Region pointing data
------------------------------------------------------------------------

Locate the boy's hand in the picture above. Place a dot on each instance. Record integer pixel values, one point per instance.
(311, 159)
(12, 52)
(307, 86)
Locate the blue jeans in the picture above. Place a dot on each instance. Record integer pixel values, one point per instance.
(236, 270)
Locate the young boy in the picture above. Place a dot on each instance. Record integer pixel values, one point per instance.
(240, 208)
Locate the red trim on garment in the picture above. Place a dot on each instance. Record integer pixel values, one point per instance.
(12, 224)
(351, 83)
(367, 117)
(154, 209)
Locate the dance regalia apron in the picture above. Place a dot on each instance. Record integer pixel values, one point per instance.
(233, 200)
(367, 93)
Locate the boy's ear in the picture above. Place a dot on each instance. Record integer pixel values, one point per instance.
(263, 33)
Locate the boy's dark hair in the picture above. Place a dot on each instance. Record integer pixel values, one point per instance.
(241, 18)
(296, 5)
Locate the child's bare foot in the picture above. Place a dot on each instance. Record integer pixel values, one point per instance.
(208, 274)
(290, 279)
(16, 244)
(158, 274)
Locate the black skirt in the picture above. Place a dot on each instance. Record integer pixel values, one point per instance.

------------------------------------------------------------------------

• _Problem statement_:
Reproduce the entries above in full and exactly.

• _Reply_:
Locate the boy's hand in the picture above. Place a dot on each instance. Record integer pixel values, one point per instance.
(311, 159)
(12, 52)
(307, 86)
Locate the blue jeans in the picture above. Place a dot on each instance. Record integer pixel values, one point per instance.
(236, 270)
Locate the young boy in the picture above. Place a dot on each instance. Record integer pixel values, one point per instance.
(240, 208)
Locate the red trim on garment in the picture above. Place a dot on each instance. Record integer pixel values, one point per instance.
(12, 224)
(351, 83)
(367, 117)
(154, 209)
Locate the dance regalia apron in the picture above. Place a dot on each instance. Record integer pixel values, one point per instance.
(233, 200)
(367, 93)
Locate the boy's ear in the picture above. Place a dot on each instance. Record integer pixel values, one point per instance.
(263, 33)
Locate the boy's dark hair in the picture above. Place a dot on each instance. Record integer pixel values, one point per instance.
(241, 18)
(296, 5)
Locate the child's bare foot in the picture above. Place a dot on each instance. Record integer pixel values, one point per instance.
(208, 274)
(290, 279)
(16, 244)
(158, 274)
Locate the black skirt in the picture above. Place a dot on each instance. Record integer pixel values, one point per instance.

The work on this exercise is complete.